> Text for analysis:
[Start of section]
Wow! We are back to Parashat B’reishit, back to the beginning. We have just celebrated Rosh HaShanah, Yom Kippur, Sukkot, and finally Simchat Torah. The holidays have given us a chance to renew ourselves and commit to changes in our lives. Restarting our Torah reading allows us to come to the text with new eyes and perhaps a new commitment.
As women, we also study this parashah with an eye to our place in the Torah. In the first creation story, Genesis 1, women and men are equal. We are created at the same time as men and both of us are created “betzelem Elohim” “in the image of God.”
That seems to change in the second creation story beginning in Genesis 2. There, Adam is created, and God searches for a partner or helpmate for him. The two stories seem inconsistent. Why is Adam in need of a partner if male and female were created at the same time?
Some explain this discrepancy by viewing Adam as a being that is both male and female, maybe a conjoined twin or an intersexual person. In that understanding, God separated the being into two parts creating Adam and Eve. The word that is usually translated as rib can also be translated as side. Another traditional explanation is that the first woman was Lilith who refused to sleep under Adam because she was his equal. She escaped or was evicted from the Garden rather than give in to Adam. In the Middle Ages, she was seen as a queen demon. Now she is an honored foremother who fought for her equality. Thus, WRJ has Lilith Salons in which we discuss articles published in the Jewish feminist magazine, Lilith.
[End of section]
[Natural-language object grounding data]
[Start of section]
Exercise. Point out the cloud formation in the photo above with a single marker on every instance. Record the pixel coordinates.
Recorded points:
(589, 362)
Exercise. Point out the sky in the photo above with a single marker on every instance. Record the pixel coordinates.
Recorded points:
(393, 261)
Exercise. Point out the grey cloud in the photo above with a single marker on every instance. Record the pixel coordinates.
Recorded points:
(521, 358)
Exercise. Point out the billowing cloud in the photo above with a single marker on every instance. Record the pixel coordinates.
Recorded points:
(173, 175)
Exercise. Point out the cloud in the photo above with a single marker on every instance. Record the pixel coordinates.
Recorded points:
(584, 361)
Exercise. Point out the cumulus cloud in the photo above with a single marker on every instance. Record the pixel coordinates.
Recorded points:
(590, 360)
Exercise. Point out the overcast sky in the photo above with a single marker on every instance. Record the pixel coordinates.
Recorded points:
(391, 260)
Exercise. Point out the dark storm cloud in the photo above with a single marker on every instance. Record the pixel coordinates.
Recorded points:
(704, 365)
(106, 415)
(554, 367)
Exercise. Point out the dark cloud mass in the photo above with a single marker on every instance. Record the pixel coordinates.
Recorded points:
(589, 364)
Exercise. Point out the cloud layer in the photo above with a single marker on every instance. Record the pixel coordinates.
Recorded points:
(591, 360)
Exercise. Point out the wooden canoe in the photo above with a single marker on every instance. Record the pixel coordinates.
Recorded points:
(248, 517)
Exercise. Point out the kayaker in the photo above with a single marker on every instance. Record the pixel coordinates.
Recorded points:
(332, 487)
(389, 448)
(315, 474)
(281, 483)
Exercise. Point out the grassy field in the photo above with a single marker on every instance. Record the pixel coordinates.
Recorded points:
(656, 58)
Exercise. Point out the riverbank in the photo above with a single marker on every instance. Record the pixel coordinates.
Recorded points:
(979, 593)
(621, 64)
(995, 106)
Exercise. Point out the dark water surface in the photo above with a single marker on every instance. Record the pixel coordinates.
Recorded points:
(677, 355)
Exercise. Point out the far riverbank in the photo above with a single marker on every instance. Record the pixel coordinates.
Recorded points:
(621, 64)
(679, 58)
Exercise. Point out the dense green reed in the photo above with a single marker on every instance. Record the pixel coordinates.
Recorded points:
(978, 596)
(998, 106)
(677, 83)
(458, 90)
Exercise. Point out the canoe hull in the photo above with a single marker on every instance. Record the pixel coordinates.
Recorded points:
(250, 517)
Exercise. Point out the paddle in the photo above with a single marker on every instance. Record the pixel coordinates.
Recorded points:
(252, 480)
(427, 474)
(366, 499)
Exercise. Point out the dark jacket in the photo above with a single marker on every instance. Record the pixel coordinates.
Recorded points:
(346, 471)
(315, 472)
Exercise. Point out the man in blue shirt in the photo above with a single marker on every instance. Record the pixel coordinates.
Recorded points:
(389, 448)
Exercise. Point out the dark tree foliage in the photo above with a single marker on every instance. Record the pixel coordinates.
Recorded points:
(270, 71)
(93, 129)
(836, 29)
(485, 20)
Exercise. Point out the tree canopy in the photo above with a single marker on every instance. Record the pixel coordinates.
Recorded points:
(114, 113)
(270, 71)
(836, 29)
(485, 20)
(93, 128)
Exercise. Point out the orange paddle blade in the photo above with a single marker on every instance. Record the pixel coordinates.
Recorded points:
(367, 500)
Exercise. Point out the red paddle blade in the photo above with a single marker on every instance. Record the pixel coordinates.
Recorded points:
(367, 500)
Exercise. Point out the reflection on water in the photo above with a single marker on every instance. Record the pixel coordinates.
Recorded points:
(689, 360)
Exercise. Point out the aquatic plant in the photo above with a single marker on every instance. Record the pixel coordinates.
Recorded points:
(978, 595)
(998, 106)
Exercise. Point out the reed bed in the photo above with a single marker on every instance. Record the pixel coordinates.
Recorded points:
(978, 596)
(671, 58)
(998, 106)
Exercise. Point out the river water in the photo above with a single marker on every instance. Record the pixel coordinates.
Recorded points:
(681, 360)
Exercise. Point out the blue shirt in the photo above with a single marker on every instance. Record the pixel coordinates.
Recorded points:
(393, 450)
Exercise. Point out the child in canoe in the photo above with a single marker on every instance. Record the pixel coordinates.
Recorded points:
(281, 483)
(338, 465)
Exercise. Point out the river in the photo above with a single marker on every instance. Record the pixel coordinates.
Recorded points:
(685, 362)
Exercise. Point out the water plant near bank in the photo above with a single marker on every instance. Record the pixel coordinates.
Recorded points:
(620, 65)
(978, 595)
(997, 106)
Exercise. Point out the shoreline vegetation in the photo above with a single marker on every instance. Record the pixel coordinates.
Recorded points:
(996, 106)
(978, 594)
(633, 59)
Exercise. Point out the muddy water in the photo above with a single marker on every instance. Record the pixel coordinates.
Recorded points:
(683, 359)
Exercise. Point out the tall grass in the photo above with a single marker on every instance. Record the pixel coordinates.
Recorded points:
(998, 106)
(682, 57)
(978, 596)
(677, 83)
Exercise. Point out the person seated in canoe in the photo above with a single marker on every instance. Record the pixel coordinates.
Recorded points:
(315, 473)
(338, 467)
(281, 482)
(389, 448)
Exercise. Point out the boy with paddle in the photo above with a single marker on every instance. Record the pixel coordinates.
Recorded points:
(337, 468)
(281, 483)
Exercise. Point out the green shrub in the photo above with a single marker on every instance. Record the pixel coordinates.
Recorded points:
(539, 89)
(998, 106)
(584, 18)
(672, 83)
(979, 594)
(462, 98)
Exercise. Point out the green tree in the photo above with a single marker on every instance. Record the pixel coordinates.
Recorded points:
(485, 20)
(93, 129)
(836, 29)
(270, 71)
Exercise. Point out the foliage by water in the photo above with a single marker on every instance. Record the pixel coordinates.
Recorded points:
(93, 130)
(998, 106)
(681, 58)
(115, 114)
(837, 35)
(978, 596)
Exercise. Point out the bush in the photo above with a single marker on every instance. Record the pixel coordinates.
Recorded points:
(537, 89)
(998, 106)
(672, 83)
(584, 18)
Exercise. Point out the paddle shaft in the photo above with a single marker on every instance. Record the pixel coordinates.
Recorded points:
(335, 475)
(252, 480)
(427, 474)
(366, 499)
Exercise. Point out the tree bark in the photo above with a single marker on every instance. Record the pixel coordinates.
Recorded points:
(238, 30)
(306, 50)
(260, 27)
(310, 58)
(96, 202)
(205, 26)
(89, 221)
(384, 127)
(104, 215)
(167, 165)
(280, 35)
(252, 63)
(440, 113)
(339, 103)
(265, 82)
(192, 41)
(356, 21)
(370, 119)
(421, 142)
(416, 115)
[End of section]
[Start of section]
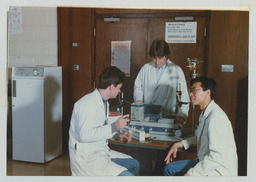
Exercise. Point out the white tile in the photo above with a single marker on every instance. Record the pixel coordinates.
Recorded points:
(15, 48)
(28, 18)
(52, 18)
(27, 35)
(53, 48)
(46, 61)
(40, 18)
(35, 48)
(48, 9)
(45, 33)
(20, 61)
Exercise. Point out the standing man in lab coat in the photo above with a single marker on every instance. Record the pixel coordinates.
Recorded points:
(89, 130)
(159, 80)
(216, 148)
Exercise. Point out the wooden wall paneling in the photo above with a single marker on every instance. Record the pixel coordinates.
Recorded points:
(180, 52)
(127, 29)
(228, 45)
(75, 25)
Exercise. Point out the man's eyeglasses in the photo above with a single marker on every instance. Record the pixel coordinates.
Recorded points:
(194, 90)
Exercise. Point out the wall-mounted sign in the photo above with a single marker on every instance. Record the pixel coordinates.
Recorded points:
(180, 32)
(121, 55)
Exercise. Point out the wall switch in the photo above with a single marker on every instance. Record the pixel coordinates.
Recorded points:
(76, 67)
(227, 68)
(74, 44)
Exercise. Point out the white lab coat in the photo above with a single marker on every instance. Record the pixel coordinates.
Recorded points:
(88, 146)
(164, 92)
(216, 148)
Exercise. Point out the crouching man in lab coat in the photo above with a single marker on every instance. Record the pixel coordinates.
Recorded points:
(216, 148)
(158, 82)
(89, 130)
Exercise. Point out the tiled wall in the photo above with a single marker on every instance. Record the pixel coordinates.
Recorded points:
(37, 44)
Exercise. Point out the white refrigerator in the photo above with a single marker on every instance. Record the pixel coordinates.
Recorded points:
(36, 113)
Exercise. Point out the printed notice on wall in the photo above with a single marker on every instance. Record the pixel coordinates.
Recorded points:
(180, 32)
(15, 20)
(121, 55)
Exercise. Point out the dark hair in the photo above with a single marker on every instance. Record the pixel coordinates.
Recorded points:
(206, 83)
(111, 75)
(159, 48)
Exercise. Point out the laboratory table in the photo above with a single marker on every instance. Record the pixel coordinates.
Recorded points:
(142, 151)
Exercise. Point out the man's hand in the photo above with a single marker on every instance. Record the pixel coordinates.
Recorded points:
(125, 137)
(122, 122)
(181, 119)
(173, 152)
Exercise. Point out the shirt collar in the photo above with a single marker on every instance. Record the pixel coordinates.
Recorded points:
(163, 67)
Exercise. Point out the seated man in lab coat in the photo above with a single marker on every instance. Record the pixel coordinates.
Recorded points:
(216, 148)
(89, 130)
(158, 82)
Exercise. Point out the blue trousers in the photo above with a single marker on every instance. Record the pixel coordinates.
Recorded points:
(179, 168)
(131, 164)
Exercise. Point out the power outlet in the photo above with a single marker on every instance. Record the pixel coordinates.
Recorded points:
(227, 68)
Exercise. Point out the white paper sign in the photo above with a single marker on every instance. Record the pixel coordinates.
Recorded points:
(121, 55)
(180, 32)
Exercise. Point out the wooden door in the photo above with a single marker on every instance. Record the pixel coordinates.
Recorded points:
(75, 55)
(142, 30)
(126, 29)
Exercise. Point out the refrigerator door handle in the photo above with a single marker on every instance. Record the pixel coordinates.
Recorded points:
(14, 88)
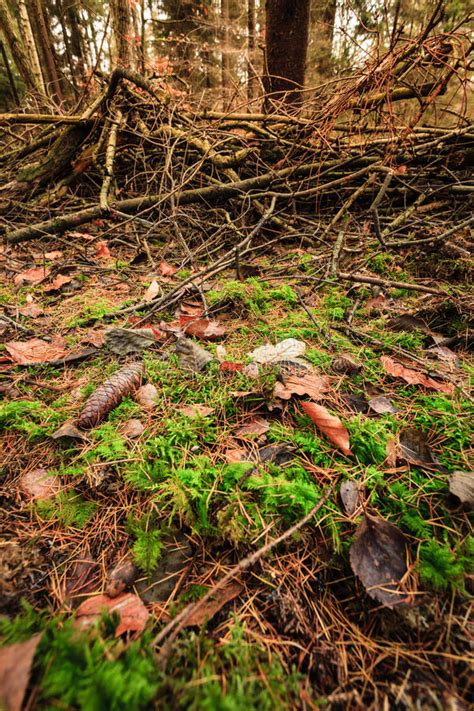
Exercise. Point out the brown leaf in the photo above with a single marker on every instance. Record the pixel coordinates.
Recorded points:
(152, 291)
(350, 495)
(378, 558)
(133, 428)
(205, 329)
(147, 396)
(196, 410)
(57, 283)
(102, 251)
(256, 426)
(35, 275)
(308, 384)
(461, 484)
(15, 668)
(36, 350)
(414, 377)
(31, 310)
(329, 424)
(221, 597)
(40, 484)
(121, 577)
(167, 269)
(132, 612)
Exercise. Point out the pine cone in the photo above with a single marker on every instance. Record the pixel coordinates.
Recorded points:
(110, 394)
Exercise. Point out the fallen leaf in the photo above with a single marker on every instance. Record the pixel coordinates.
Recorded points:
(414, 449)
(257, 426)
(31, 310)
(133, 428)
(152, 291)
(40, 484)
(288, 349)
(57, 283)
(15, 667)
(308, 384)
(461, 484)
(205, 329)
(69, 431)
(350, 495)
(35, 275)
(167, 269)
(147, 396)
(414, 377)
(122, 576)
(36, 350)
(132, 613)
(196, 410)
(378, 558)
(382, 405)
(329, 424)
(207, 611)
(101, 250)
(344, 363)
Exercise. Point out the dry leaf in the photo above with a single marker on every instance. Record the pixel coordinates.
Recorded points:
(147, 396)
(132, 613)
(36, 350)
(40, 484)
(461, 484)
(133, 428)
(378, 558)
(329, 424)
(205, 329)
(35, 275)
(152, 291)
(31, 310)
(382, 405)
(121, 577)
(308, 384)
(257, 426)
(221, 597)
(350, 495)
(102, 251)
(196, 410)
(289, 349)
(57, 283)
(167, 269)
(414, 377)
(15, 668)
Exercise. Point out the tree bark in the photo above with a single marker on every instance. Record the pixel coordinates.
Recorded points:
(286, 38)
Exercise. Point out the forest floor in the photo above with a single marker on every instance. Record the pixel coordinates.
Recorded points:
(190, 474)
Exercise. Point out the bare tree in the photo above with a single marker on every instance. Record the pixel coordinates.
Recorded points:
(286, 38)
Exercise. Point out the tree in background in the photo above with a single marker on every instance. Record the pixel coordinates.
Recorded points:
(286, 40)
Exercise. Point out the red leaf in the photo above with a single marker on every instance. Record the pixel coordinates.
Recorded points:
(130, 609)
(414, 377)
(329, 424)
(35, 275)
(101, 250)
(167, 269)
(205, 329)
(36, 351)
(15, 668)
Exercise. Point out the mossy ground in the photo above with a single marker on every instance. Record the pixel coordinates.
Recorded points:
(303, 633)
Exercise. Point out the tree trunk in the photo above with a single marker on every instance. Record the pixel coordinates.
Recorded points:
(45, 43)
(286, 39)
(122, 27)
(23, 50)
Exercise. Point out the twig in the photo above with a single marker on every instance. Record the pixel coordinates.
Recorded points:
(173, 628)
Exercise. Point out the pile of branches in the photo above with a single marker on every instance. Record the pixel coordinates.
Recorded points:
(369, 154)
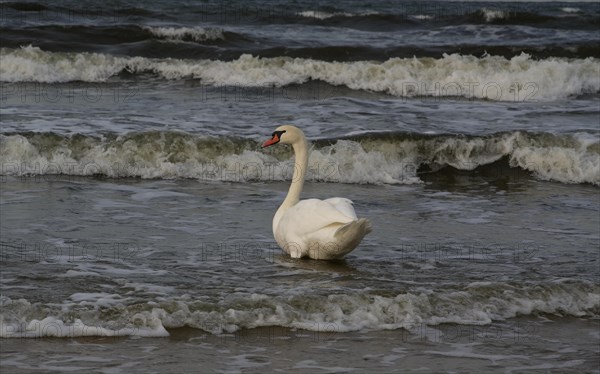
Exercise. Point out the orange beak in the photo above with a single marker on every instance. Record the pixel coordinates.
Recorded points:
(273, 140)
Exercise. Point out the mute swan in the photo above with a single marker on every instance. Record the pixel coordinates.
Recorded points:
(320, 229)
[End of section]
> Prompt 1:
In the passage on Parashat B'reishit, why did Lilith refuse to sleep under Adam?
> Prompt 2:
Resume the passage on Parashat B'reishit, picking up after its final sentence.

> Exercise result 1:
She was his equal.

> Exercise result 2:
Whatever the reason for the need for a new woman, Eve is created in Genesis 2. While Judaism does not believe in “original sin,”, the Rabbis do accuse Eve of being a horrible temptress who led Adam down the wrong path. They use the story to argue against trusting women generally. Is that fair, though? Just as we have reimagined Lilith, it is time to reconsider Eve.
As we continue reading the story of Adam and Eve, we see that God commanded Adam not to eat the fruit of the tree of knowledge. Eve, however, saw “how desirable the insight was that the tree would bring.” (Gen 3:6). It was Eve’s desire for knowledge that caused her to eat the fruit. Some translations of the text say that she saw that the tree would bring wisdom. The tree is often called the tree of knowledge of right and wrong.
When Eve ate the fruit of the tree, her eyes were opened to the world around her. Before, she was like a young child believing that she was in a perfect world. With the knowledge of right and wrong, she was able to see the world with clearer eyes. It was not perfect. God created humanity to be God’s partners in the work to perfect the world. Eve knew that she could not be that partner with God if she didn’t know the difference between right and wrong. It was to be part of the work of Tikkun Olam that Eve ate the fruit.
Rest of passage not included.